- STATED PROBLEM -
Put the lines below into a Markdown table with two columns, Row and Line, numbering each row and leaving out any blank lines.
▼
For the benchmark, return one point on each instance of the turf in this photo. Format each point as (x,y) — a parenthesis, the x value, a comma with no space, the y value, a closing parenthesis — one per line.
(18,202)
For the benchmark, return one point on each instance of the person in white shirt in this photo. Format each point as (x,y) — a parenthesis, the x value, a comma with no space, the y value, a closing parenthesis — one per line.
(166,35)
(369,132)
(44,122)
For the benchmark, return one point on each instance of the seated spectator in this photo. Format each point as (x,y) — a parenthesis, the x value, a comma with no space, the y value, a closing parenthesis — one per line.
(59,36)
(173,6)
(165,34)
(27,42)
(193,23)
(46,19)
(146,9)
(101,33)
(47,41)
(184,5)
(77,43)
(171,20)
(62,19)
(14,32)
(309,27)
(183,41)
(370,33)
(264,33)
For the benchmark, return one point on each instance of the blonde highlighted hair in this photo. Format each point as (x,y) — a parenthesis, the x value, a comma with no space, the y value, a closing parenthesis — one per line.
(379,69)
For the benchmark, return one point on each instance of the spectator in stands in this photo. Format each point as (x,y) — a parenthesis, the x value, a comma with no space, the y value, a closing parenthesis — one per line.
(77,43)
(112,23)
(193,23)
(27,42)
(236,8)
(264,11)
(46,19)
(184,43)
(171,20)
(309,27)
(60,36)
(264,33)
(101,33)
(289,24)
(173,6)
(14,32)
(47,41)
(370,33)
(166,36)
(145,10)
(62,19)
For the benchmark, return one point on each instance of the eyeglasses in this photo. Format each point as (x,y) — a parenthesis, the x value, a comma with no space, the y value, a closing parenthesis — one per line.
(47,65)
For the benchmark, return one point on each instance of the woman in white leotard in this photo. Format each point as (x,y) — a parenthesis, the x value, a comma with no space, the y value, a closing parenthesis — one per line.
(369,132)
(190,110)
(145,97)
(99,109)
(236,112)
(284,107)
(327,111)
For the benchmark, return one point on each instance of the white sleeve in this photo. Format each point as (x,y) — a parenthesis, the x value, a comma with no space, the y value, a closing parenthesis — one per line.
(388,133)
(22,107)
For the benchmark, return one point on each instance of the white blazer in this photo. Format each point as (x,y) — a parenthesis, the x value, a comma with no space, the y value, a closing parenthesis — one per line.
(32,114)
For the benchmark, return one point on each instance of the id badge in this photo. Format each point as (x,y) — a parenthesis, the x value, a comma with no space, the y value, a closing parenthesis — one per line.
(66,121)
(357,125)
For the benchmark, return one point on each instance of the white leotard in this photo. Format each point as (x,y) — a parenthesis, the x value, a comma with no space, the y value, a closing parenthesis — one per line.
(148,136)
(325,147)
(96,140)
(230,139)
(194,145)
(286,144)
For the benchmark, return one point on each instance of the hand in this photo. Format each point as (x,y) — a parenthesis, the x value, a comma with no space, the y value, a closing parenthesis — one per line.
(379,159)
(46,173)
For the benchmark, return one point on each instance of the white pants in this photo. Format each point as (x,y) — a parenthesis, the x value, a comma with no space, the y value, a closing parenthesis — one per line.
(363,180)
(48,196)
▲
- THE ANSWER -
| Row | Line |
|---|---|
| 1 | For the benchmark, return one point on each instance of the turf in this photo. Format each point as (x,y) — a parenthesis, the x value, a comma with no space, the y value, a closing parenthesis — one per line. |
| 2 | (18,202) |
| 3 | For the benchmark, return one point on each instance of the person in white shirt in this photo. Format each point as (x,y) — a parenthesis, the x value, a comma with no space, the y value, a closing parenthesis — one per line. |
| 4 | (166,35) |
| 5 | (369,132) |
| 6 | (44,122) |
| 7 | For the benchmark, return one point on each instance of the seated spectator in this photo. Format each point as (x,y) — a parenthesis, the x value, a comma with no space, the y value, a closing parenthesis — one per line. |
| 8 | (59,36) |
| 9 | (173,6) |
| 10 | (165,34) |
| 11 | (27,42) |
| 12 | (193,23) |
| 13 | (46,19) |
| 14 | (146,9) |
| 15 | (101,33) |
| 16 | (47,41) |
| 17 | (184,5) |
| 18 | (77,43) |
| 19 | (171,20) |
| 20 | (62,19) |
| 21 | (14,32) |
| 22 | (309,27) |
| 23 | (183,41) |
| 24 | (370,33) |
| 25 | (264,33) |
| 26 | For the benchmark, return one point on each instance of the blonde highlighted hair in this photo. Format each point as (x,y) — a parenthesis, the x value, a comma with no space, the y value, a closing parenthesis — one per line. |
| 27 | (379,69) |
| 28 | For the benchmark, return one point on each instance of the spectator in stands in this photo. Format each point as (x,y) — a parenthesis, the x value, a comma with no space, the y value, a closing parenthesis — one per line. |
| 29 | (77,43) |
| 30 | (112,23) |
| 31 | (193,23) |
| 32 | (27,42) |
| 33 | (236,8) |
| 34 | (264,11) |
| 35 | (46,19) |
| 36 | (184,43) |
| 37 | (171,20) |
| 38 | (309,27) |
| 39 | (60,36) |
| 40 | (264,33) |
| 41 | (101,33) |
| 42 | (289,24) |
| 43 | (173,6) |
| 44 | (14,32) |
| 45 | (47,41) |
| 46 | (370,33) |
| 47 | (166,36) |
| 48 | (145,10) |
| 49 | (62,19) |
| 50 | For the benchmark, return one point on each instance of the eyeglasses in this photo. Format each point as (x,y) — a parenthesis, the x value, a comma with no space, the y value, a closing parenthesis — one per line. |
| 51 | (47,65) |
| 52 | For the benchmark, return one point on each instance of the woman in white leotard in this photo. Format each point as (x,y) — a parenthesis, the x value, a comma with no space, the y value, a closing parenthesis — one per line. |
| 53 | (369,132) |
| 54 | (190,110) |
| 55 | (145,97) |
| 56 | (99,109) |
| 57 | (236,112) |
| 58 | (284,107) |
| 59 | (327,111) |
| 60 | For the benchmark, return one point on each instance of the white sleeve in this photo. Format each point as (x,y) — a parenthesis, the x value, a comma with no space, the y value, a closing parenthesis — one per line. |
| 61 | (388,133) |
| 62 | (22,107) |
| 63 | For the benchmark, return one point on each instance of the white blazer in this photo. Format each point as (x,y) — a parenthesis, the x value, a comma with no space, the y value, a closing parenthesis — one per line. |
| 64 | (32,114) |
| 65 | For the benchmark, return one point on each instance of the id badge in this photo. Format each point as (x,y) — a parenthesis, the x value, a comma with no space, the y value, a closing parenthesis — one per line. |
| 66 | (66,121) |
| 67 | (357,125) |
| 68 | For the benchmark, return one point on each instance of the white leotard in this photo. Format each point as (x,y) — a parenthesis, the x value, a comma with no space, the y value, a closing parenthesis — one per line. |
| 69 | (148,136) |
| 70 | (325,147) |
| 71 | (96,140) |
| 72 | (230,139) |
| 73 | (194,145) |
| 74 | (286,144) |
| 75 | For the benchmark, return one point on each instance of the hand in this photo. Format each point as (x,y) — a parenthesis, the x value, a comma with no space, the y value, a closing parenthesis — one per line. |
| 76 | (379,159) |
| 77 | (46,173) |
| 78 | For the benchmark, return one point on each instance of the white pants in this photo. Format each point as (x,y) — a parenthesis, the x value, a comma with no space, the y value, a closing parenthesis — one per line. |
| 79 | (363,180) |
| 80 | (48,196) |